Testo da leggere:
-------

Pur risultando un’opera di critica sociale meno compatta dell’inquietante Lo sciacallo, Gilroy assembla una satira sfrontata e originale del mondo dell’arte contemporanea e degli atteggiamenti opportunistici e vanesi di chi ne fa parte con una buona e accattivante idea di fondo. Il soprannaturale che spinge a non porci troppi “perché” ben si concilia con la materia e la piega horror che viene data alla storia.

Una scena di Velvet Buzzsaw

Film che ben si inscrive nel filone di pensiero di The Square, portandolo a delle estreme conseguenze, presenta diversi spunti di riflessione, cui si accostano purtroppo trovate di sceneggiatura, regia e (ironia della sorte?) commerciali non particolarmente entusiasmanti. Purtroppo, ad esempio, molta della suspense, sulla quale non viene comunque troppo calcata la mano nel film, evapora inevitabilmente se si conoscono le (troppe) immagini e informazioni offerte dal trailer. Con una trama già in gran parte svelata, alcuni passaggi risultano un po’ superflui mentre altri sono un po’ mal riusciti, per quanto le prove d’attore rimangano tutte brillanti; tuttavia Velvet Buzzsaw riesce ad intrattenere lo spettatore grazie ad una satira mordace che mette in luce aspetti del mondo dell’arte che tendiamo a dimenticare o che semplicemente a volte non prendiamo in considerazione, a partire dall’opera stessa.

-------

Dati grezzi:

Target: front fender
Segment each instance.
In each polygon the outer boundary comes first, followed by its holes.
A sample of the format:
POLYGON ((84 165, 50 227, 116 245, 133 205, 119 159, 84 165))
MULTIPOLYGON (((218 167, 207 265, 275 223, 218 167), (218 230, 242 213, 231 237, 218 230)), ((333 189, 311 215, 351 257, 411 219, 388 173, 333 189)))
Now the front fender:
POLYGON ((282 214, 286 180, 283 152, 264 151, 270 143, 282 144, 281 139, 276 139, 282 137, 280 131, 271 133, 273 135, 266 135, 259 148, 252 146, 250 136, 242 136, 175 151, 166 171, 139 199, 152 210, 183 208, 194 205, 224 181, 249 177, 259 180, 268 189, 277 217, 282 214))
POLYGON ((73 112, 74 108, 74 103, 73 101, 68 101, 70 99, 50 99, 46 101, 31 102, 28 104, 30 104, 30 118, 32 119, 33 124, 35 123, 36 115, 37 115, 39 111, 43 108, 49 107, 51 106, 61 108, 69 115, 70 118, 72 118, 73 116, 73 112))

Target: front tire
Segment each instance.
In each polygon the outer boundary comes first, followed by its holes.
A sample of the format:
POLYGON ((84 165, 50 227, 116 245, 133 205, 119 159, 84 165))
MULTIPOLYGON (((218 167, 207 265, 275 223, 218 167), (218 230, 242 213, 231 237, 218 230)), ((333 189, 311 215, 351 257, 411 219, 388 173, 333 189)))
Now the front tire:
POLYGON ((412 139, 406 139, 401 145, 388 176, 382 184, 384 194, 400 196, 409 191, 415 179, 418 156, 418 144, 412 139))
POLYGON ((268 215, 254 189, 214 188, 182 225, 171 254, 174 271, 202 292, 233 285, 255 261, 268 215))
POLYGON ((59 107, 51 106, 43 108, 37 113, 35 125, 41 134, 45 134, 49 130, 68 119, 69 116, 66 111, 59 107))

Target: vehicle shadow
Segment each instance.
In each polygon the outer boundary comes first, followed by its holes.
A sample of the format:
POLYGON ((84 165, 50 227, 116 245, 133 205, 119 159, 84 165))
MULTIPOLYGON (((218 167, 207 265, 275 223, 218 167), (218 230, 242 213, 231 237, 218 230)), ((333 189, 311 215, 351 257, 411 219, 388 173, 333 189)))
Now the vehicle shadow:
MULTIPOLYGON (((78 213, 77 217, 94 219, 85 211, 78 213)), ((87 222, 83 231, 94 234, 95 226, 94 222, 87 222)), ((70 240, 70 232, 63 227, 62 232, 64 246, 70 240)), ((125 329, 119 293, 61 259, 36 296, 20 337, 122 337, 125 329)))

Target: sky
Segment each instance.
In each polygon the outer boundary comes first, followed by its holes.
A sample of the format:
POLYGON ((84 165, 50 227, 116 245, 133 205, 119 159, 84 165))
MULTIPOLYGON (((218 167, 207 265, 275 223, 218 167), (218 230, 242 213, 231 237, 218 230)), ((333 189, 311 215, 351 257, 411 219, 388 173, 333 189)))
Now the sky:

-------

Compiti da svolgere:
1. Secondo il testo su Velvet Buzzsaw, nel filone di pensiero di quale film si inscrive l'opera?
2. Riscriva il brano del testo su Velvet Buzzsaw che inizia con le parole "Pur risultando un’opera" e termina con "data alla storia.", sostituendo "sfrontata" con "audace".

Risposte per compito:
1. The Square.

2.
Pur risultando un’opera di critica sociale meno compatta dell’inquietante Lo sciacallo, Gilroy assembla una satira audace e originale del mondo dell’arte contemporanea e degli atteggiamenti opportunistici e vanesi di chi ne fa parte con una buona e accattivante idea di fondo. Il soprannaturale che spinge a non porci troppi “perché” ben si concilia con la materia e la piega horror che viene data alla storia.